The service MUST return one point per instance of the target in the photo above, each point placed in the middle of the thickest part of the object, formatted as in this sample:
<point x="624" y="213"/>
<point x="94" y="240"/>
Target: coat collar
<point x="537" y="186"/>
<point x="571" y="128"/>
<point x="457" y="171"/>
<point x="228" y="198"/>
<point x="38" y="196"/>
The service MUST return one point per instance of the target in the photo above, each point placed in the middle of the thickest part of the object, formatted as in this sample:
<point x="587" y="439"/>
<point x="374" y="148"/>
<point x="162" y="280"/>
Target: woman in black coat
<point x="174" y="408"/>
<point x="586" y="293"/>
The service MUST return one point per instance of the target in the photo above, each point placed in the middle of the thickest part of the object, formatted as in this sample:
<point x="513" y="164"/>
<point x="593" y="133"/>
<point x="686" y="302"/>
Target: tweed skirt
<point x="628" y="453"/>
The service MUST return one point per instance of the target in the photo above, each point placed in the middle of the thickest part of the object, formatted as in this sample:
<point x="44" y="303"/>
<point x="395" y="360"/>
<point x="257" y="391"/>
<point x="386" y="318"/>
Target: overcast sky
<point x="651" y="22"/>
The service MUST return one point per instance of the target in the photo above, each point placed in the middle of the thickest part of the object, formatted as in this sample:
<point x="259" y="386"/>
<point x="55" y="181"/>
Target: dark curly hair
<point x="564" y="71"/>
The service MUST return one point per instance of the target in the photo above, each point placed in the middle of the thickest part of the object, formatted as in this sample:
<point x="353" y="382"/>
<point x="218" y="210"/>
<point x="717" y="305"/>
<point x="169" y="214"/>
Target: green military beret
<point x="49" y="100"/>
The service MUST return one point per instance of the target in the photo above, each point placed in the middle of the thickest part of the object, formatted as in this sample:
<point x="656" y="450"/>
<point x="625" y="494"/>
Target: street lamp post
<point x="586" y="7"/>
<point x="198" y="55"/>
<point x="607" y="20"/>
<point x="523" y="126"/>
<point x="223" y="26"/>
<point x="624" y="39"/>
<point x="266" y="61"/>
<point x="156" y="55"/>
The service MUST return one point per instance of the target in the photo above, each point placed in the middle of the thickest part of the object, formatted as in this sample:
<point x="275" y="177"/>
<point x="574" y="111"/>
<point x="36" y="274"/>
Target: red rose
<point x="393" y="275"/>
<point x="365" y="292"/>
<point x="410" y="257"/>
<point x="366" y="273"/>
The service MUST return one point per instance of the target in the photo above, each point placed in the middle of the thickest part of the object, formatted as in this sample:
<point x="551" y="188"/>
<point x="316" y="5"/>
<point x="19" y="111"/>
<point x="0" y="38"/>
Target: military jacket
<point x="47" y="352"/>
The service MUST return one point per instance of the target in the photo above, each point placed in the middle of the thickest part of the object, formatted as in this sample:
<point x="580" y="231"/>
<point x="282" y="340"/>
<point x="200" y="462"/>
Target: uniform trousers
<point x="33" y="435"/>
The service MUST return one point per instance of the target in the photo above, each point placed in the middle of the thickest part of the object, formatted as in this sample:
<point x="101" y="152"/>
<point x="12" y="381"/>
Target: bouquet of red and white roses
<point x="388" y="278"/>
*-*-*
• **Work request**: Extract all the entries word for word.

• **Response area**:
The service MUST return one point per instance of the target in the photo above, each point placed in the middle of the thickest part of the object, formatted as in this sample:
<point x="624" y="213"/>
<point x="94" y="240"/>
Target: coat collar
<point x="537" y="186"/>
<point x="571" y="128"/>
<point x="457" y="171"/>
<point x="228" y="198"/>
<point x="38" y="196"/>
The service MUST return one point per instance of the target in the photo above, each point placed in the middle of the thickest part of the object, formatted as in this sample:
<point x="587" y="439"/>
<point x="374" y="148"/>
<point x="162" y="280"/>
Target: woman in black coat
<point x="174" y="408"/>
<point x="586" y="293"/>
The service MUST return one point per instance of the target in the photo above, each point placed in the middle of the thickest part of the object, formatted as in this sample:
<point x="513" y="164"/>
<point x="593" y="133"/>
<point x="686" y="302"/>
Target: tweed skirt
<point x="628" y="453"/>
The service MUST return one point per instance of the target in the photo above, each point placed in the middle of the thickest part of the object, formatted as in this sample:
<point x="44" y="303"/>
<point x="395" y="360"/>
<point x="257" y="391"/>
<point x="386" y="318"/>
Target: overcast sky
<point x="651" y="22"/>
The service MUST return one point per instance of the target in the photo above, each point placed in the middle of the thickest part of the object, formatted as in this sample:
<point x="259" y="386"/>
<point x="55" y="181"/>
Target: dark curly hair
<point x="564" y="71"/>
The service MUST return one point per instance of the target in the photo above, each point placed in the middle of the thickest part of the object, formatted as in this sample:
<point x="353" y="382"/>
<point x="218" y="210"/>
<point x="717" y="305"/>
<point x="169" y="214"/>
Target: green military beret
<point x="49" y="100"/>
The service MUST return one point per instance of the target in the photo above, each point placed in the middle of the thickest part of the object, formatted as in this sample:
<point x="656" y="450"/>
<point x="625" y="494"/>
Target: street lamp post
<point x="586" y="7"/>
<point x="198" y="55"/>
<point x="607" y="20"/>
<point x="523" y="126"/>
<point x="223" y="26"/>
<point x="624" y="39"/>
<point x="266" y="61"/>
<point x="156" y="55"/>
The service MUST return one point per instance of the target in the photo above, each point placed in the middle of the thickest part of the object, formatted as in this sample:
<point x="275" y="177"/>
<point x="574" y="111"/>
<point x="36" y="274"/>
Target: red rose
<point x="393" y="275"/>
<point x="365" y="292"/>
<point x="410" y="257"/>
<point x="366" y="273"/>
The service MUST return one point per instance of the target in the photo above, each point placed in the middle of the thickest part of the object, formatted as in this sample:
<point x="551" y="188"/>
<point x="316" y="5"/>
<point x="19" y="111"/>
<point x="0" y="38"/>
Target: military jacket
<point x="47" y="352"/>
The service MUST return one point per instance of the target in the photo above, each point placed in the middle of the thickest part of the object, formatted as in this sample:
<point x="580" y="231"/>
<point x="282" y="340"/>
<point x="200" y="462"/>
Target: uniform trousers
<point x="33" y="435"/>
The service MUST return one point per instance of the target in the photo above, each point placed in the middle of the thickest part of the object, formatted as in this sample:
<point x="101" y="152"/>
<point x="12" y="381"/>
Target: bouquet of red and white roses
<point x="388" y="278"/>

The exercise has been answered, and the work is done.